§ **DIRECTIONS FOR THIS TASK**
Does each statement below agree with the news report on Iran's president? Answer yes or no for each and quote the words of the report that decide it.
1. Raisi held a press conference for his first year in office.
2. Raisi spoke about the Vienna negotiations at the start of the press conference.
3. Iran has admitted that it once sought nuclear weapons.

§ **READING PASSAGE**
--

TEHRAN, Iran (AP) — Iran’s president warned Monday that any road map to restoring Tehran’s frayed nuclear deal with world powers must lead international inspectors to end their probe into artificial uranium particles found in undeclared locations in the country.
In a rare press conference for his first year in office, President Ebrahim Raisi also issued threats against Israel and tried to appear upbeat as Iran’s economy and rial currency have slumped under the weight of international sanctions.
Despite international attention on the deal as talks in Vienna hang in the balance, Raisi took more than an hour before fully acknowledging the ongoing negotiations. Tehran and Washington have exchanged written responses in recent weeks on the finer points of the roadmap, which would see Iran lift sanctions in exchange for curbs on its fast-moving nuclear program.
The International Atomic Energy Agency has for years sought to get Iran to answer questions about man-made uranium particles found in undeclared locations. US intelligence agencies, Western nations and the IAEA have said Iran operated an organized nuclear weapons program by 2003. Iran has long denied it ever sought nuclear weapons.

--

[Stored records]
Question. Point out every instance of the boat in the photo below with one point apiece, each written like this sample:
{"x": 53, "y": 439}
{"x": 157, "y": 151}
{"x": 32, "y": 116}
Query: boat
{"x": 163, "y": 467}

--

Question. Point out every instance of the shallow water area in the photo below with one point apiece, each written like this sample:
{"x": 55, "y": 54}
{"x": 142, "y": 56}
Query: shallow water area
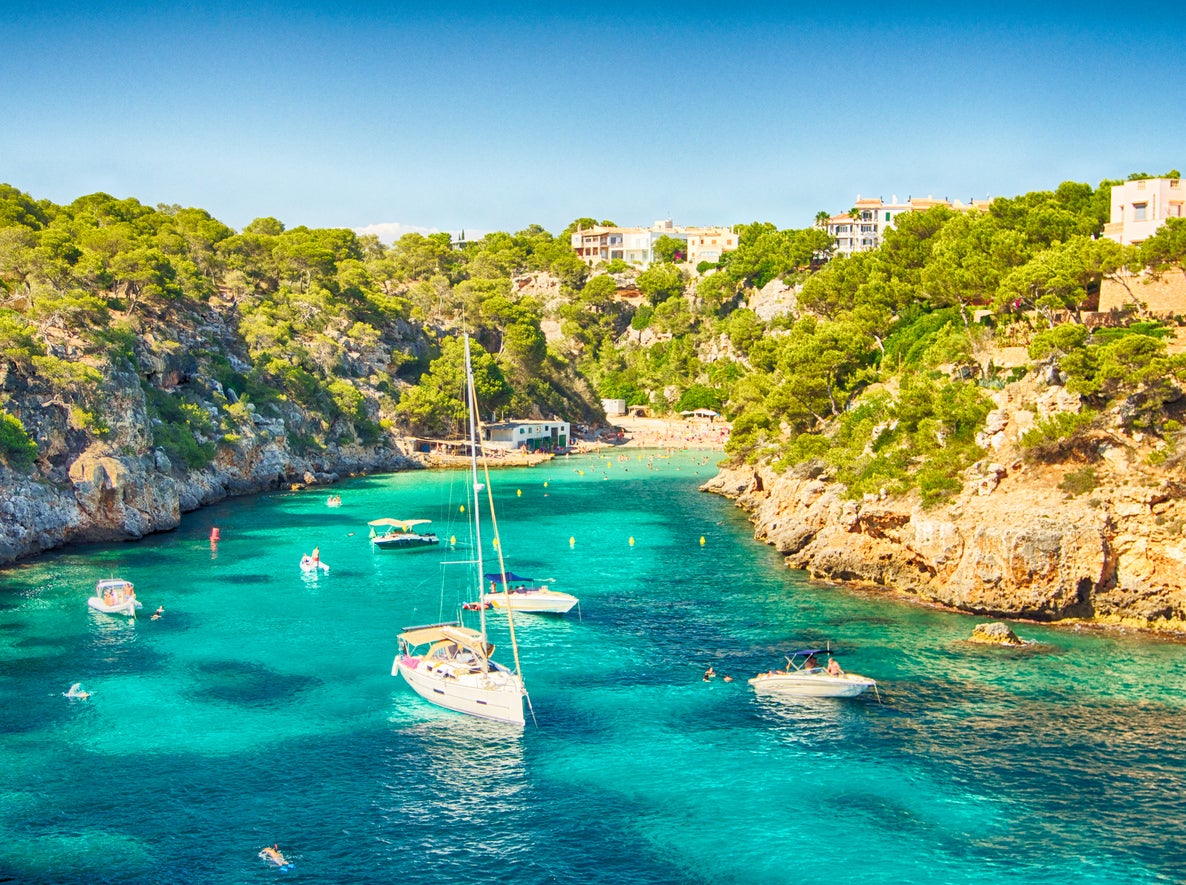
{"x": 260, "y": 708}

--

§ **TASK RESPONSE**
1. Yes: "In a rare press conference for his first year in office"
2. No: "Raisi took more than an hour before fully acknowledging the ongoing negotiations."
3. No: "Iran has long denied it ever sought nuclear weapons."